Saved entries:
◇ ◇ ◇ ◇ ◇

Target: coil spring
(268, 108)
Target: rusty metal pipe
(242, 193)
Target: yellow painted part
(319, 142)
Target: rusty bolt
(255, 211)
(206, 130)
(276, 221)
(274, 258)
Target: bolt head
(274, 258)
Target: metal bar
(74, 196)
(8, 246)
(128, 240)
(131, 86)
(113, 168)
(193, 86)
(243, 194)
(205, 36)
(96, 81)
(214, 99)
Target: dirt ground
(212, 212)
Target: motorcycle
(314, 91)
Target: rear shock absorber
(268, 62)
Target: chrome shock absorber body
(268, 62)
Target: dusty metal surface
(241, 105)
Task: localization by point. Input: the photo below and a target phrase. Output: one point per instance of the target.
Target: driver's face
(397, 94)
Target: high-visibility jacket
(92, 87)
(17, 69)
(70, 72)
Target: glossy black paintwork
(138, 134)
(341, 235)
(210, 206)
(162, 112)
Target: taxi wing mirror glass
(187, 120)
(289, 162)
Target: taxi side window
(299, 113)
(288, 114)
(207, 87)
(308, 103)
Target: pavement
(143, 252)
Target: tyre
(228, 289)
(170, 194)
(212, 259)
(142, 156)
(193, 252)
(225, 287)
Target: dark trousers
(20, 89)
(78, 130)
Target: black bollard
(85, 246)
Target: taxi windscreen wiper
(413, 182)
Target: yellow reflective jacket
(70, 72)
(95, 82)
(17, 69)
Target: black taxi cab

◇ ◇ ◇ ◇ ◇

▶ **Directions**: Can you copy all of the data above word for word, keeping every line in its original order?

▶ **Correct answer**:
Target: coil spring
(268, 108)
Target: rusty metal pipe
(242, 193)
Target: yellow painted part
(319, 142)
Target: rusty bolt
(255, 211)
(206, 130)
(276, 221)
(274, 258)
Target: bolt head
(274, 258)
Target: metal bar
(74, 196)
(8, 246)
(128, 240)
(131, 86)
(113, 168)
(193, 86)
(243, 194)
(205, 36)
(96, 81)
(214, 99)
Target: dirt ground
(212, 212)
Target: motorcycle
(314, 91)
Target: rear shock absorber
(268, 62)
Target: chrome shock absorber body
(268, 62)
Target: dusty metal surface
(241, 105)
Task: localization by point. Input: the photo below and a target phrase. Output: one point per instance of the target.
Target: driver's face
(397, 94)
Target: high-visibility jacket
(92, 87)
(17, 69)
(70, 72)
Target: glossy black paintwork
(138, 134)
(341, 235)
(210, 206)
(162, 112)
Target: taxi wing mirror glass
(187, 120)
(289, 162)
Target: taxi side window
(299, 113)
(288, 114)
(207, 87)
(308, 103)
Target: pavement
(143, 252)
Target: tyre
(228, 289)
(170, 194)
(212, 259)
(142, 156)
(193, 252)
(225, 287)
Target: dark trousers
(20, 89)
(78, 130)
Target: black bollard
(85, 246)
Target: taxi windscreen wiper
(413, 182)
Target: yellow reflective jacket
(70, 72)
(95, 82)
(17, 69)
Target: black taxi cab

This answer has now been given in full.